— start Excerpt —
To go from R to Julia, as an example, one would have to give up on a hundred or so high-quality packages potentially related to their activities.

3 comments

Having looked at a large number of R packages source code, I do hesitate to freely label R packages as generally high-quality. I’ve been operating on the “trust, but verify” principle
You don't have to. Just use Rcall.

Of course R has been here longer. Eleven years after its creation, R had fewer than 500 packages. Julia was released in 2012 and today has over 7,000 packages.

    R
    Cited in: 8,589 Publications
    7,353 [Citing Publications in] Statistics (62-XX)
    https://zbmath.org/software/771

    Julia
    Cited in: 442 Publications
    64 [Citing Publications in] Statistics (62-XX)
    https://zbmath.org/software/13986
That is exactly the issue. No language comes close to the richness of the R statistical package ecosystem.
It's not an issue at all with RCall and PyCall.
Of course it is, sometimes one needs to pass data represented as R objects (like zoo) to R functions, and receiving something that is an R object and to be worked on by R calls before being passed on. That is very clumsy to manage with RCall.
A perfect example of this is image processing.

Is is delightful in working with spatial raster data. It's an 'it just works' space, especially with raster and stars. There have been several attempts to disrupt the raster package but none have really stuck.

Granted, it's not fast. However trying to do the same kinds of things in python with rasterio is just cludgy. And half the time you end up making system calls to gdal anyways. Guess what? I can make the system calls from R too.
— end Excerpt —
— start Information given —
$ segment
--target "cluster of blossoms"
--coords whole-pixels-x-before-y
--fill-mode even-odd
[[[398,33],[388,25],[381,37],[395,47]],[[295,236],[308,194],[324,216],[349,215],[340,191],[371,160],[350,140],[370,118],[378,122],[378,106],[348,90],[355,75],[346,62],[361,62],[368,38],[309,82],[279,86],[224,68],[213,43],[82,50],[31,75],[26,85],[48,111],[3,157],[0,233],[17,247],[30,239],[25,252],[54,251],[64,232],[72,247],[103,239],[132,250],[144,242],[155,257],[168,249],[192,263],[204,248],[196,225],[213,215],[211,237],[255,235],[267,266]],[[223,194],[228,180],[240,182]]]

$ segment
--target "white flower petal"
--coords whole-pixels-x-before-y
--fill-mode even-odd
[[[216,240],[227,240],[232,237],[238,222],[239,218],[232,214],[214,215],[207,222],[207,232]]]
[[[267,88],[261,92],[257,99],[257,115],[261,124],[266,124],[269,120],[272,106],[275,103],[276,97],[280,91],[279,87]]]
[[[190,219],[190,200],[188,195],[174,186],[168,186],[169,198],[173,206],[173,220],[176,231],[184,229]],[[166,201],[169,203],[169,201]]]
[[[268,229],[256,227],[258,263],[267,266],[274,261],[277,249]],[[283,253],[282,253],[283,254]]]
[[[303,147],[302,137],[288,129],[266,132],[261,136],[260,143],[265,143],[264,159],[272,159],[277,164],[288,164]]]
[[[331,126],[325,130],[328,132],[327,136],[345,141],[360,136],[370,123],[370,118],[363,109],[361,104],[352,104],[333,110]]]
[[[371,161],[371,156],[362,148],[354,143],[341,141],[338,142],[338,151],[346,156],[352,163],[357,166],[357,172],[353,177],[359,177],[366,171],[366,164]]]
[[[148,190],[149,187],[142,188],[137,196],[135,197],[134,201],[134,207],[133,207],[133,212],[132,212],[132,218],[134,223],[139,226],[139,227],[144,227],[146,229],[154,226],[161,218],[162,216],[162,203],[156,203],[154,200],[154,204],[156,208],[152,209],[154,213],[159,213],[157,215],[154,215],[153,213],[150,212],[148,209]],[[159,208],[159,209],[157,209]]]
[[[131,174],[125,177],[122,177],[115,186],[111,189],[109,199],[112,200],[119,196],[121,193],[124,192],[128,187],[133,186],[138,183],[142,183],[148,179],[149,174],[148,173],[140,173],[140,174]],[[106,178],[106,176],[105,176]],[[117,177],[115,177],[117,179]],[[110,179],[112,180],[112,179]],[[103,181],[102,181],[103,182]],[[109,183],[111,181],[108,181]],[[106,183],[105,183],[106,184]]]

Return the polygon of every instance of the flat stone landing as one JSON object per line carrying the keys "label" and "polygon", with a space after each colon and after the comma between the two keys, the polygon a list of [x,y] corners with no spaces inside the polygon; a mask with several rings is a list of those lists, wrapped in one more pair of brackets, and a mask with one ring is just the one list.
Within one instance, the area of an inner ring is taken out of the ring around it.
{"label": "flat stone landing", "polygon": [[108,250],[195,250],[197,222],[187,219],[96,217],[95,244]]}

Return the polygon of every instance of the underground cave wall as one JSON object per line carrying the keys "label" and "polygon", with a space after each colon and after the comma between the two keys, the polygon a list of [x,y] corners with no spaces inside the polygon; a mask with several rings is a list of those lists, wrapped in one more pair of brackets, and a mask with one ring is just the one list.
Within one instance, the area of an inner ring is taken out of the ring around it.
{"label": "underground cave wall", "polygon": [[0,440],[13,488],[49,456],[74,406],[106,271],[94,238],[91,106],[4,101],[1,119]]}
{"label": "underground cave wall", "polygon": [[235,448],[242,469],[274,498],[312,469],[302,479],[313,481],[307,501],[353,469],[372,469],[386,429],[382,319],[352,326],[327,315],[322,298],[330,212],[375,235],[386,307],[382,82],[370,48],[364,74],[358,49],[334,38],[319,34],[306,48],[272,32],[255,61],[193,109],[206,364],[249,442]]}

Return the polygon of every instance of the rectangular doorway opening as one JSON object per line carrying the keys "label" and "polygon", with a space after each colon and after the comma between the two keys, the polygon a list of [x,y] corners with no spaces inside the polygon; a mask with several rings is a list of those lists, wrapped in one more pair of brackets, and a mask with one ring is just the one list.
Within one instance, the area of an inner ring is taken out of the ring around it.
— end Information given —
### Stated problem
In the R and Julia thread, what year is given for Julia's release? The listing is separate material, unrelated to the R and Julia thread.

### Final result
2012